_GIVEN TASK:_ Please arrange every line of the entries below as a numbered list, leaving out blank lines and the pictures.

=-=-=-=-=

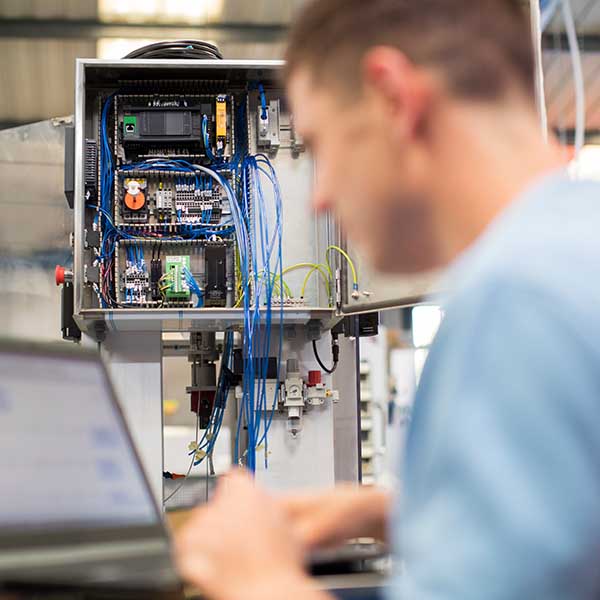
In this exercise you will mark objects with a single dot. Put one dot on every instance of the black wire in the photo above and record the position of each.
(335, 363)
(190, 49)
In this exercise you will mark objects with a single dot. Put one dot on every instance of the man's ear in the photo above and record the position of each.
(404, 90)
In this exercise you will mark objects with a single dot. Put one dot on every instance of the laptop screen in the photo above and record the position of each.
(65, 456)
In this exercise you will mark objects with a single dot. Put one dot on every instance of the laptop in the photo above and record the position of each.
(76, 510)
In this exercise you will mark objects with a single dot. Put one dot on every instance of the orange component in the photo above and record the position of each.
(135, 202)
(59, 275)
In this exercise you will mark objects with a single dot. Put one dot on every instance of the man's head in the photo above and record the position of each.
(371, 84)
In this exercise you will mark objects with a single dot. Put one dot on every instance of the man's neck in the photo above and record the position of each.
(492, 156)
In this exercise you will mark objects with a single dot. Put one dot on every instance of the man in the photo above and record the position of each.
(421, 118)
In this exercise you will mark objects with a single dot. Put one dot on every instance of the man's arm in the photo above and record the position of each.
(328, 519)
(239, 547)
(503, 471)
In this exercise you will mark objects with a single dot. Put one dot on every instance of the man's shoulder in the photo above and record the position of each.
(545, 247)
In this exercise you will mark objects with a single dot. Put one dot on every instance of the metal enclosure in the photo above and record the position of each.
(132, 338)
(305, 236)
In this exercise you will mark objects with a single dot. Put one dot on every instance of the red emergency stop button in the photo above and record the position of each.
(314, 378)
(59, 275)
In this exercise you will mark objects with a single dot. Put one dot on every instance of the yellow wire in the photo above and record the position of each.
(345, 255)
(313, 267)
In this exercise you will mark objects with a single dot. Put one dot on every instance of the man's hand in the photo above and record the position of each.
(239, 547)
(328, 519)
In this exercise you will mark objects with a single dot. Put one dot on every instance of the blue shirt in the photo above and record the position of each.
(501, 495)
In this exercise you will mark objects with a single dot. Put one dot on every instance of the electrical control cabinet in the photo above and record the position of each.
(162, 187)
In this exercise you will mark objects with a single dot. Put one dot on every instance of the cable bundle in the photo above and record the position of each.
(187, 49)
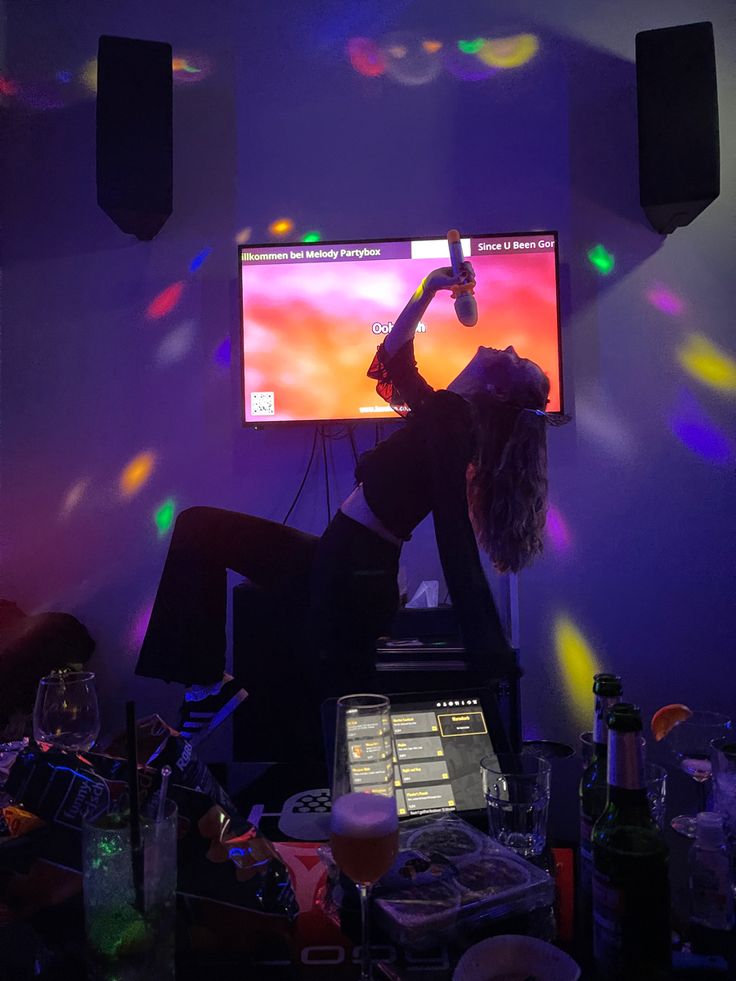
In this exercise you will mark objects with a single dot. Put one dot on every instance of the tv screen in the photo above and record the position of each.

=-=-=-=-=

_RESPONSE TO THIS EXERCISE:_
1. In this exercise you will mark objects with a single dot. Put one dot on every instance of the black wire in the photo above and record the position of each.
2. (335, 363)
3. (190, 49)
4. In this exercise you will mark objects with a single dot. Put one dot on every instance of the man's ear in the photo above and record the position of each.
5. (404, 90)
6. In this exercise you will mark objects with a single dot. Put one dot on every instance of the laptop screen in the photo above and record the position of each.
7. (65, 456)
8. In this exercise you will mark objects with a single dot. Put one dot on every instance of the laptop in the photo above and record the position of each.
9. (76, 510)
10. In this exercise you will mark objects with a single dot. Put one dot on every instance of the orange component in the photo above and record the position of each.
11. (135, 202)
12. (59, 275)
13. In this exercise you will mark objects with a single dot. Put one dot on every instance of the man's head in the photo above and record the position of each.
14. (371, 84)
15. In this exercise you will mark objects with a single dot. Put one dot on every instance of the man's neck in the photo above and record the position of each.
16. (492, 156)
17. In this exercise you will mark objects with a single dot. Put one dot on every instance of the man in the photo above and record the position of each.
18. (421, 118)
19. In this exercise you will mark objects with a single dot. Put one dot on every instance of the man's arm in the photo above and record the position of each.
20. (328, 519)
21. (239, 547)
22. (503, 471)
23. In this exercise you will mark objects with a single dot. Put one dot on every instance of the man's shoulder in the photo above and record the position of each.
24. (545, 247)
25. In this exercise you will mark objects with a single dot. Put one dot on every instance of the metal enclosure in the photo above and record the position of each.
26. (132, 338)
27. (305, 236)
28. In this exercise you will mark objects with a single dot. Put one dot on every instance of the red emergency stop button in the photo above and record the position of each.
29. (314, 378)
30. (59, 275)
31. In this exercise you will mark objects with a single dot. Put one dot on every instance of the yellow wire in the photo above and record the position of each.
32. (345, 255)
33. (313, 267)
34. In this exercise you will mark objects with a single dot. Put one dot on every instance of the man's hand in the photo above and record the position of each.
35. (239, 547)
36. (328, 519)
37. In this exercise you will mark objects with a single dot. Put one dot on every instance of the blue shirt in the photo above and record the position of each.
38. (501, 495)
39. In this exercise you will mark objects with a single dot. Put one dot on every instance of the electrical control cabinet in the photo above and record the position of each.
40. (162, 187)
41. In this exercise you will mark objects with a single dot. Put one dot on every instance of the cable bundle in the photo above and record the position of each.
42. (187, 49)
43. In this exercise you will mark objects with a single dot. Put one dot on every instance of the tv screen in the photo above and record the position of each.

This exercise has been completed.